Stored items from a collection

----------------------------------------

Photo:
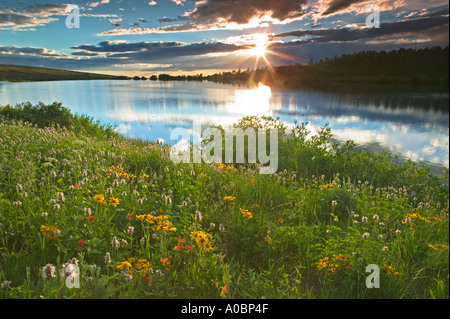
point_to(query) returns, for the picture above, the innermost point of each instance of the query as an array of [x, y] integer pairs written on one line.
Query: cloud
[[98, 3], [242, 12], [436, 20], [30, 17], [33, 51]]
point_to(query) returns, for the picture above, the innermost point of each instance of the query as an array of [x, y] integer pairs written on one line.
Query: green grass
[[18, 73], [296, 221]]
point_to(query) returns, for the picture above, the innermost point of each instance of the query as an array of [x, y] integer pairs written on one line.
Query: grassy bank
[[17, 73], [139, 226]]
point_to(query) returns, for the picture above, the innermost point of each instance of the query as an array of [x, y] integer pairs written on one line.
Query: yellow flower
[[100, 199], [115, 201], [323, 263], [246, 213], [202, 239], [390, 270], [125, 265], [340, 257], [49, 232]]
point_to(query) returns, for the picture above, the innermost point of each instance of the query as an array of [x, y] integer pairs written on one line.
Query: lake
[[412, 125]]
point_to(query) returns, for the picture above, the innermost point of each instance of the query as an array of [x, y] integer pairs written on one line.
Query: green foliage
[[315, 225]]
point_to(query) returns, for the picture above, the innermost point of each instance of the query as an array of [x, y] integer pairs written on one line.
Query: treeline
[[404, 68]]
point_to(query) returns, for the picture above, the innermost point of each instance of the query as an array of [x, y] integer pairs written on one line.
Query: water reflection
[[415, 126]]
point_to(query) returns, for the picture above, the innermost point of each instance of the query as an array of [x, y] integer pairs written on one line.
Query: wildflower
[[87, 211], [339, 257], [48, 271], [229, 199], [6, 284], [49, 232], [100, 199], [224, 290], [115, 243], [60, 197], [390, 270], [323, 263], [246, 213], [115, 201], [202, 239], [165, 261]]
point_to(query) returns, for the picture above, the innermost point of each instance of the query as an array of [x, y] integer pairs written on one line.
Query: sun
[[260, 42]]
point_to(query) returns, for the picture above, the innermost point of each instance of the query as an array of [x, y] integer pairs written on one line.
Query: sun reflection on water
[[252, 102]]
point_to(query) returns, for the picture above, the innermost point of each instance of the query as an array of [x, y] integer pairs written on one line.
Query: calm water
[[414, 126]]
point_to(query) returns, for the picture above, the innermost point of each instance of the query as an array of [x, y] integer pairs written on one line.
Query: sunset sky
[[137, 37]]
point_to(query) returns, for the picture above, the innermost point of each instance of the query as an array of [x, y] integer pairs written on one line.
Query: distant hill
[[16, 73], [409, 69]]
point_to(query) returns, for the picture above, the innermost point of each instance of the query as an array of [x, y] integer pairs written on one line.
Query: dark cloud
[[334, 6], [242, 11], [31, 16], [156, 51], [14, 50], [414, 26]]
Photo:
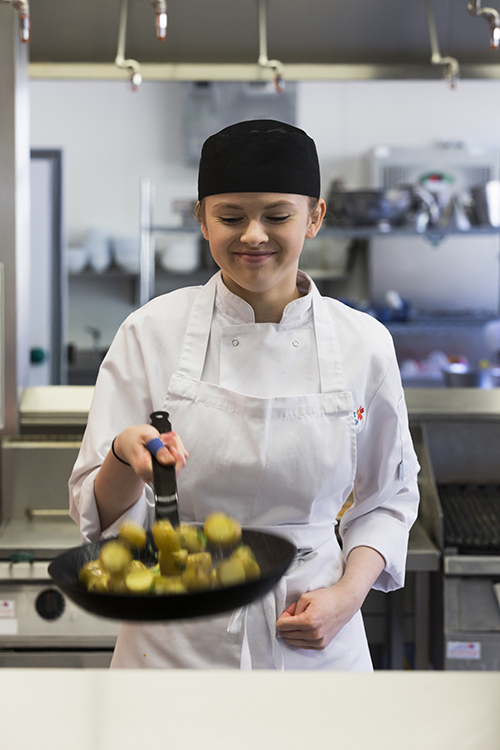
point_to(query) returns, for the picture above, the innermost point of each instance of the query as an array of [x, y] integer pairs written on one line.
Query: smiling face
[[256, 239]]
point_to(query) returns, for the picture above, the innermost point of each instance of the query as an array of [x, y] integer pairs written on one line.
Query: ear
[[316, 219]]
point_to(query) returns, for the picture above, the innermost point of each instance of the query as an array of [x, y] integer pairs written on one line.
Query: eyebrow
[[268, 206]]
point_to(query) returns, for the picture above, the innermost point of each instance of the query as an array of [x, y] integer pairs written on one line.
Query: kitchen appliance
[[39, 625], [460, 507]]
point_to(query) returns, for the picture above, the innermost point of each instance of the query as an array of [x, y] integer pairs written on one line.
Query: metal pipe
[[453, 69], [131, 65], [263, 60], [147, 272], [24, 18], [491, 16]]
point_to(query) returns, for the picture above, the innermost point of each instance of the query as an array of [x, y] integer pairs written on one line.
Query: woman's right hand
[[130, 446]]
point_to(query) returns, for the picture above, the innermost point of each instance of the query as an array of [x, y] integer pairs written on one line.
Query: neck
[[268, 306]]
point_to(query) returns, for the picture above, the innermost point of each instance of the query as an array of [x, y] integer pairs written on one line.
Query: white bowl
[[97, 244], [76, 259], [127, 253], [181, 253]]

----------------------------------------

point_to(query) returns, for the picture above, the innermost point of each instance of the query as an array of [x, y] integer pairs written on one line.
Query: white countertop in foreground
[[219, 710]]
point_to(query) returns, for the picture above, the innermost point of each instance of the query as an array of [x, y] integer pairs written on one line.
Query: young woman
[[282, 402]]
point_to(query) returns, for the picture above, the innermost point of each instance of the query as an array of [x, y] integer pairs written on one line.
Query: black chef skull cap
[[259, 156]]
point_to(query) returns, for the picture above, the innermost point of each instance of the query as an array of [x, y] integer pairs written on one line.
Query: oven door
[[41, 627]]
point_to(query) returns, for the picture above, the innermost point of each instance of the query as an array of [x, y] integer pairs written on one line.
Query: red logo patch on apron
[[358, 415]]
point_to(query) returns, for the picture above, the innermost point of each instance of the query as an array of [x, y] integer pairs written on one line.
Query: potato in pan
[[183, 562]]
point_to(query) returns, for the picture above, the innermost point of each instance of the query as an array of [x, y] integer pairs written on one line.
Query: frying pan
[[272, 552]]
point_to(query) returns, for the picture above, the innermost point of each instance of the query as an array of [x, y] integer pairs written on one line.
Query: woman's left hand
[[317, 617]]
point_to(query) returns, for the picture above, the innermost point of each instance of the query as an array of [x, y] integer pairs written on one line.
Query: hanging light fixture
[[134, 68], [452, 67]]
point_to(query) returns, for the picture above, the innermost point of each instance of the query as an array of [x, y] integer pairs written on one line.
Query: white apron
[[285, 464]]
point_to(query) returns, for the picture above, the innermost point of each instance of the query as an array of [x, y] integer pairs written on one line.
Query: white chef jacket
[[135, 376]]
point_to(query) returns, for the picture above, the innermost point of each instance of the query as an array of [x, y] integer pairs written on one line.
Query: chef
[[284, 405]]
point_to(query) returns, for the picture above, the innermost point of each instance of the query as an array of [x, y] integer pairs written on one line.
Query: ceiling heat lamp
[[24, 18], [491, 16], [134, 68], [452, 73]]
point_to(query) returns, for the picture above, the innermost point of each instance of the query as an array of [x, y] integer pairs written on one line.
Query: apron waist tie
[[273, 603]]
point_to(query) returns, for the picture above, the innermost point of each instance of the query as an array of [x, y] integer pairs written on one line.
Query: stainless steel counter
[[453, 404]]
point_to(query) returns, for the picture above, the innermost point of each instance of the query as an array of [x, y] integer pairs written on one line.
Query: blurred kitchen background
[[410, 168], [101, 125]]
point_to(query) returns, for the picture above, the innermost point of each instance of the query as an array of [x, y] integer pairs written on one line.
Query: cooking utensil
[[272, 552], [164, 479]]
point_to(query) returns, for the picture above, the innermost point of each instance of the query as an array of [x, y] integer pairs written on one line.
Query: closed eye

----------------------------------------

[TASK INSTRUCTIONS]
Send back an exact copy of only the lines from the line with "Query: cooking utensil" up to and including the line with "Query: closed eye" in the data above.

[SOLUTION TO THE EXERCISE]
Query: cooking utensil
[[272, 552], [164, 479]]
point_to(query) returns, for the picture above, the innermost point of each instance of the query as an array of [x, y] integer pairs written on one line.
Query: closed eye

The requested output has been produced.